**WRITTEN TASK:**
Find every line in the entries below that contains the word "window", and copy each of those lines.

**GIVEN DATA:**
▼
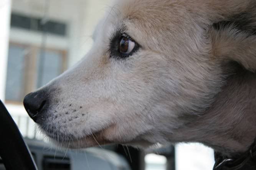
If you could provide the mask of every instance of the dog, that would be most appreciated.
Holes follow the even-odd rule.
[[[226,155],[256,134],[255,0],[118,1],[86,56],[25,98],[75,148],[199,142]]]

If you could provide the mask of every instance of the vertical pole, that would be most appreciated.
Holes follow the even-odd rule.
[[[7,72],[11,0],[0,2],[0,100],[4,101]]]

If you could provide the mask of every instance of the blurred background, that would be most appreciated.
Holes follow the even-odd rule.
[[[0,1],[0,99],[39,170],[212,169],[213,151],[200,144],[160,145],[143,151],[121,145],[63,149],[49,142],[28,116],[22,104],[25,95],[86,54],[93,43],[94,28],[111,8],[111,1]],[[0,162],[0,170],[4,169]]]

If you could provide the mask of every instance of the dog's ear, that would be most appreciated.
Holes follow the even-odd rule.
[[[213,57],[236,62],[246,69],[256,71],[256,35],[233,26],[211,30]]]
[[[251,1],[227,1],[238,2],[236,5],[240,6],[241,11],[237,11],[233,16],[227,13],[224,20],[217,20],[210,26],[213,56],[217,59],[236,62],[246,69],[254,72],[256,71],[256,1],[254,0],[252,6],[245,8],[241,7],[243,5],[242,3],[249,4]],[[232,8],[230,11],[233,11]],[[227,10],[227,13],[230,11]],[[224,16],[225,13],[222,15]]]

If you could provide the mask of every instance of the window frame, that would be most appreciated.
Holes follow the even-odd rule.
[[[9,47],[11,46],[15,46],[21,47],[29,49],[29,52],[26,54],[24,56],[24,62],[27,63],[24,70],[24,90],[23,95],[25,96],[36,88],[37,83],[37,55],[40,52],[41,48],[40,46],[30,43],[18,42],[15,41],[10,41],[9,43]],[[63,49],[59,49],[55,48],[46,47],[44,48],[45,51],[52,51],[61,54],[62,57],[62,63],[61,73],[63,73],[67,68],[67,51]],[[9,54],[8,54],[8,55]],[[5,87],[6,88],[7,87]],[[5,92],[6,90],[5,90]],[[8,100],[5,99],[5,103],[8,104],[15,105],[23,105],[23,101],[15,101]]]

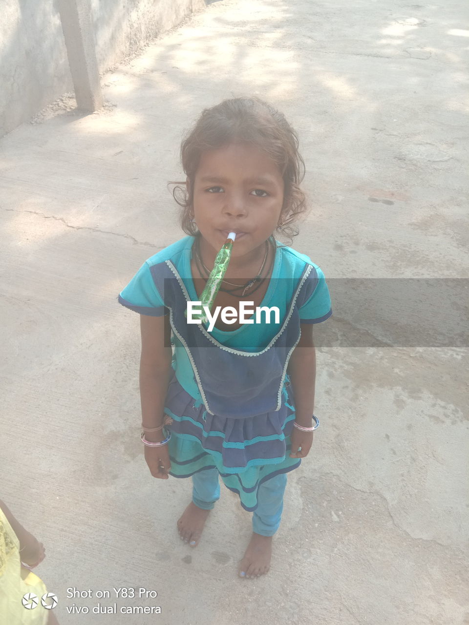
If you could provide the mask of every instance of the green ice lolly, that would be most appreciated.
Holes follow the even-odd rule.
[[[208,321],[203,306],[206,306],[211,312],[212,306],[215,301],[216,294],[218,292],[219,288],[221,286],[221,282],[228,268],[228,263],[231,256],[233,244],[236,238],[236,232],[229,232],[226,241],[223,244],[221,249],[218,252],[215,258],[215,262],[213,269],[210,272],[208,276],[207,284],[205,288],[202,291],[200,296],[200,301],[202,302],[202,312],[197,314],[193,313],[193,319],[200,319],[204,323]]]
▲
▼
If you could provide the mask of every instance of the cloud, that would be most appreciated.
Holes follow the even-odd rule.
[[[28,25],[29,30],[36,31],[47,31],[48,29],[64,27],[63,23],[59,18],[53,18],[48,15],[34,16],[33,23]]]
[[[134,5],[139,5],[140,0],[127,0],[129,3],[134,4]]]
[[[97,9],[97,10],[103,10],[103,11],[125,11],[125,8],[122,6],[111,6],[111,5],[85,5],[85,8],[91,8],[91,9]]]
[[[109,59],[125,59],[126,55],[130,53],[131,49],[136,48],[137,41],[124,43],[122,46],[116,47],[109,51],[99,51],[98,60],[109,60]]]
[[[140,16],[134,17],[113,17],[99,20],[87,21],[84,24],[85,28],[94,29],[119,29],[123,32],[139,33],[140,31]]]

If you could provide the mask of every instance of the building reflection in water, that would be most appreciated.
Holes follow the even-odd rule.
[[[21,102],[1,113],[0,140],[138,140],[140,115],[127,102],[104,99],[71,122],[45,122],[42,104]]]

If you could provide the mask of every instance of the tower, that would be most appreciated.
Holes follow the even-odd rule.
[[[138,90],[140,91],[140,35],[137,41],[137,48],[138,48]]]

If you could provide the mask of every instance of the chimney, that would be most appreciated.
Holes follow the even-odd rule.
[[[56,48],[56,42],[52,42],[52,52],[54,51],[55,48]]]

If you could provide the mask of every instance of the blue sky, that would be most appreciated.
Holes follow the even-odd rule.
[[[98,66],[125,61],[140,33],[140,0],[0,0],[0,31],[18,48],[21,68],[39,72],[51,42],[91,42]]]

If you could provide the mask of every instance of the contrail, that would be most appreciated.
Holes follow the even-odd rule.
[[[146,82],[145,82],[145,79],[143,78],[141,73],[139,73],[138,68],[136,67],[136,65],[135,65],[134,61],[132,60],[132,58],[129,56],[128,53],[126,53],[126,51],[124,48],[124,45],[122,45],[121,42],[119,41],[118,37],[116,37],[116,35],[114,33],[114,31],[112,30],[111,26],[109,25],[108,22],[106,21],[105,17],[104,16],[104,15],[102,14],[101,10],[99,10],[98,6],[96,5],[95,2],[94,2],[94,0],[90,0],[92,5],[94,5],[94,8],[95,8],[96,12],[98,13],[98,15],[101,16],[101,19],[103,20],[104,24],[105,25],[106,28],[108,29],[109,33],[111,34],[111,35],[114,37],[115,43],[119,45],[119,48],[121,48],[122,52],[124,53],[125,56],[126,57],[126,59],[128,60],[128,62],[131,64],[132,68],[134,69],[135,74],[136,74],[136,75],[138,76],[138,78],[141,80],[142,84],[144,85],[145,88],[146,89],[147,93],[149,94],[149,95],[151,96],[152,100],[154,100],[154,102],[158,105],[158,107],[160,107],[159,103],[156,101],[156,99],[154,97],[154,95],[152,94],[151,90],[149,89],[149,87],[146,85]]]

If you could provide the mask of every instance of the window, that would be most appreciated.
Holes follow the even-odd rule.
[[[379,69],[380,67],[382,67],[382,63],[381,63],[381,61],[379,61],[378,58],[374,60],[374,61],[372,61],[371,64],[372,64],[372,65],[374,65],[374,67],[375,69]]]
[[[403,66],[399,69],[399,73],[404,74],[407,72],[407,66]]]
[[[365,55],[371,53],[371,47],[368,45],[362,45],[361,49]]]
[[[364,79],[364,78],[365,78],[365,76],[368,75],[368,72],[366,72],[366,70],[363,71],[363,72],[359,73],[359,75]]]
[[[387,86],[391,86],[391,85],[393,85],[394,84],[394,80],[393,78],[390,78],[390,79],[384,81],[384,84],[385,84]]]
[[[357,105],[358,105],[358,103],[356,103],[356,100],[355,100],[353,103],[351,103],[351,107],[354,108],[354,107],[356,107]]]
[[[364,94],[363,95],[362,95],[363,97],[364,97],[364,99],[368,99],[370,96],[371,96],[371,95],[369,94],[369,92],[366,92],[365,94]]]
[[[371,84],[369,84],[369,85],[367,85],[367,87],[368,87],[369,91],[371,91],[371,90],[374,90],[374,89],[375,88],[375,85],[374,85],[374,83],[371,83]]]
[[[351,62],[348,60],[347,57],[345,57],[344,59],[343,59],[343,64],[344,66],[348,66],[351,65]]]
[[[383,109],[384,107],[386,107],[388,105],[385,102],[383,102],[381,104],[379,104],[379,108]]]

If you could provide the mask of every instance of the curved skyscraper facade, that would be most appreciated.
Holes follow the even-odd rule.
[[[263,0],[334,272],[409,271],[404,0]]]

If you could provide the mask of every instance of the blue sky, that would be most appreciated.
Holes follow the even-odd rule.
▲
**ANSWER TO THE TASK:**
If you could provide the mask of every instance of the window frame, that would be most appreciated.
If you could provide the mask of every instance of the window, that would be most appreciated.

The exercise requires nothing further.